Цель задания 1
Приведите заново фрагмент текста о Пастернаке, начиная со слов «Глава XLV. Расправа» и заканчивая словами «в хрущевском разносе.». Замените в нём «номенклатурой» на «бюрократией».
Цель задания 2
Определите, согласуются ли с текстом о Пастернаке следующие утверждения. Для каждого ответьте «да» или «нет» и точно процитируйте решающие слова текста. (a) У Пастернака отняли дачу. (b) Пастернак остался членом Литфонда. (c) Пастернак согласился снова вступить в Союз писателей.

Исходный текст
Глава XLV. Расправа (3)

[1] [2] [3]

Отдельную группу составляли литераторы, «озабоченные судьбой оттепели». Сейчас, когда демократические силы в правительстве так нуждаются в нашей поддержке; когда им так трудно бороться с номенклатурой; когда каждое завоевание дается с таким трудом… когда наверху заговорили о ленинских нормах… в такое время опубликовать за границей контрреволюционный роман?! «Ему ничего не будет, а нас всех теперь прикроют!» — таков был лейтмотив интеллигентских разговоров накануне собрания, и эта пошлость была хуже ортодоксально-коммунистической ярости, выразившейся в хрущевском разносе.

Вот Катаев, чей «Белеет парус одинокий» будут читать и через сто лет, Катаев, присутствовавший на первом чтении «Спекторского» и навсегда завороженный этой «прозой стихами», Катаев, который напишет в шестидесятых-семидесятых отчаянно трагические книги о своей преданной и погубленной юности,— в пятидесятых это сановитый переделкинский житель, любитель анекдотов, элегантный пошляк, по ночам пишущий горестные стихи… Вот Вера Инбер, ретроградка, противница даже умеренной демократии, на всю жизнь напуганная женщина, провозглашавшая в своих поэмах тосты за Сталина «как за венец всего».

Да что говорить о них, если твердокаменная Лидия Корнеевна Чуковская, все отлично понимавшая про советскую власть,— пишет в дневнике о том, что выступать в защиту Пастернака ей никак нельзя, это убьет Деда (так она называла отца), у него и так сосудистые спазмы, головные боли и бессонница… У одних были престарелые родители, у других — рукопись в наборе, труд всей жизни; у третьих — вполне сознательное и даже, пожалуй, похвальное нежелание противопоставлять себя коллегам, которые все понимают, но боятся.

«Как вы думаете, они не отнимут дачу?» — спрашивал Пастернак у немногочисленных в ту пору посетителей. Дачу не отняли. Пастернака оставили членом Литфонда. Более того — в пятьдесят девятом к нему заслали гонца с вопросом, не хочет ли он снова вступить в Союз писателей и отречься от романа. Намекнули, что готовы принять. Ведь членского билета с подписью Горького у него так никто и не отнял. Он категорически отказался: «Они хотят сделать вид, что ничего не было»…

Он понимал, что, исключив его, Союз писателей вывел его судьбу на новый уровень, что и это предусмотрено высшим планом, что чашу придется пить — без этого судьба будет неполна. Человек трепетал, роптал, страшился — художник принимал высшую логику. Именно после исключения Пастернак становится мучеником в глазах всего мира. В Переделкино, как некогда в Ясную Поляну, со всего мира летят сочувственные письма. В воспоминаниях иностранных славистов копающий Пастернак становится таким же символом России, как пашущий Толстой. Весь мир с любопытством следит за пастернаковской Голгофой,— и пошлость не лучше местной, пошлость тамошняя, обступает Пастернака стеной.

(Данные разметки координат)

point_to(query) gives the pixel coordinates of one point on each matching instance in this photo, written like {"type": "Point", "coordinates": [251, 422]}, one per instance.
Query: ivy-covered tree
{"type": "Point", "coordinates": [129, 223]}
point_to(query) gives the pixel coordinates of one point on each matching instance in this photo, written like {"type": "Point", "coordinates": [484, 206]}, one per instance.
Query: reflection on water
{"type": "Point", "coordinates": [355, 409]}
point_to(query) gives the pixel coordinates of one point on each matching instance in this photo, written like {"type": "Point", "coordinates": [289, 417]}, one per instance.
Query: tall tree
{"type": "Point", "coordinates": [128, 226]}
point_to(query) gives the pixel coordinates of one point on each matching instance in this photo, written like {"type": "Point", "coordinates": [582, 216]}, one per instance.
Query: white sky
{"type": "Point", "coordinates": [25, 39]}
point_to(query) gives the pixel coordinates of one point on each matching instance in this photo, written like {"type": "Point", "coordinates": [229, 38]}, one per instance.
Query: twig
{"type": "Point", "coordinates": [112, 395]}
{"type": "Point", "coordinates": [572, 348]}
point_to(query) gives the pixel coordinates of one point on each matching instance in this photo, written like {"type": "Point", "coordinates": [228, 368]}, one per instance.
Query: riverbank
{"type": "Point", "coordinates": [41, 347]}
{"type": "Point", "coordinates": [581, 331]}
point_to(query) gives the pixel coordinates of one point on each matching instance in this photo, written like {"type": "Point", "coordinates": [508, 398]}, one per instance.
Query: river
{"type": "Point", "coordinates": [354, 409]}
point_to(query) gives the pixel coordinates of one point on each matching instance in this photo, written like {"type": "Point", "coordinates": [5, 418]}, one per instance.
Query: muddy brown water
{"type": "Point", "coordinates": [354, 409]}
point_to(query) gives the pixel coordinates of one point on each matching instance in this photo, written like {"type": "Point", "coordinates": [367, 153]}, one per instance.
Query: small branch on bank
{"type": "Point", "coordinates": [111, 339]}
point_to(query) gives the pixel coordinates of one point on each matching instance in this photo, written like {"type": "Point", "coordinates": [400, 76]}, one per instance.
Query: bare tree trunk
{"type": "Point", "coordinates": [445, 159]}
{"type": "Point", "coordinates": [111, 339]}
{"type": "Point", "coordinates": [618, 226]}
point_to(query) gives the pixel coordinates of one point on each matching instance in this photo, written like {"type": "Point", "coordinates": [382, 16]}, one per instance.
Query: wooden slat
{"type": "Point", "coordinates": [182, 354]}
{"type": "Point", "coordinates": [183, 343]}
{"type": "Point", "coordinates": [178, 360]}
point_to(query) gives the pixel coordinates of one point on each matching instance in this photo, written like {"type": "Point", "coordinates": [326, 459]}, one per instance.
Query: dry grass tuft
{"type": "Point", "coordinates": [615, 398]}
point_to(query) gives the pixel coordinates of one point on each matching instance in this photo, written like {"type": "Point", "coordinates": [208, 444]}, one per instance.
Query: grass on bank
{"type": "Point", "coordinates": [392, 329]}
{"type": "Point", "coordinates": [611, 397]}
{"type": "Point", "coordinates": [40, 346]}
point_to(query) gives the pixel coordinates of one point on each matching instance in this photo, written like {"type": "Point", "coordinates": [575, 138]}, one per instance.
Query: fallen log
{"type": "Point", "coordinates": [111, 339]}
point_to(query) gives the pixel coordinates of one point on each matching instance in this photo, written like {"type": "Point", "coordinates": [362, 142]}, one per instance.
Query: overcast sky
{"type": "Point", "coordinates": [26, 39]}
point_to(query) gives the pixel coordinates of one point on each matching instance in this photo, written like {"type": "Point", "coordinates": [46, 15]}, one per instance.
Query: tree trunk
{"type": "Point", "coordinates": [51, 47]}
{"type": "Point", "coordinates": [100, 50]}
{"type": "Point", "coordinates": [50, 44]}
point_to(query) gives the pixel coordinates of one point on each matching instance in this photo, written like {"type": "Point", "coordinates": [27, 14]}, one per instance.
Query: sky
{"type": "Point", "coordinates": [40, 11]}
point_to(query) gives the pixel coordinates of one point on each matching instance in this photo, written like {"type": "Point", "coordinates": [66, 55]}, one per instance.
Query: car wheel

Результат задания 1
Глава XLV. Расправа (3)

[1] [2] [3]

Отдельную группу составляли литераторы, «озабоченные судьбой оттепели». Сейчас, когда демократические силы в правительстве так нуждаются в нашей поддержке; когда им так трудно бороться с бюрократией; когда каждое завоевание дается с таким трудом… когда наверху заговорили о ленинских нормах… в такое время опубликовать за границей контрреволюционный роман?! «Ему ничего не будет, а нас всех теперь прикроют!» — таков был лейтмотив интеллигентских разговоров накануне собрания, и эта пошлость была хуже ортодоксально-коммунистической ярости, выразившейся в хрущевском разносе.

Результат задания 2
(a) Нет: «Дачу не отняли».
(b) Да: «Пастернака оставили членом Литфонда».
(c) Нет: «Он категорически отказался».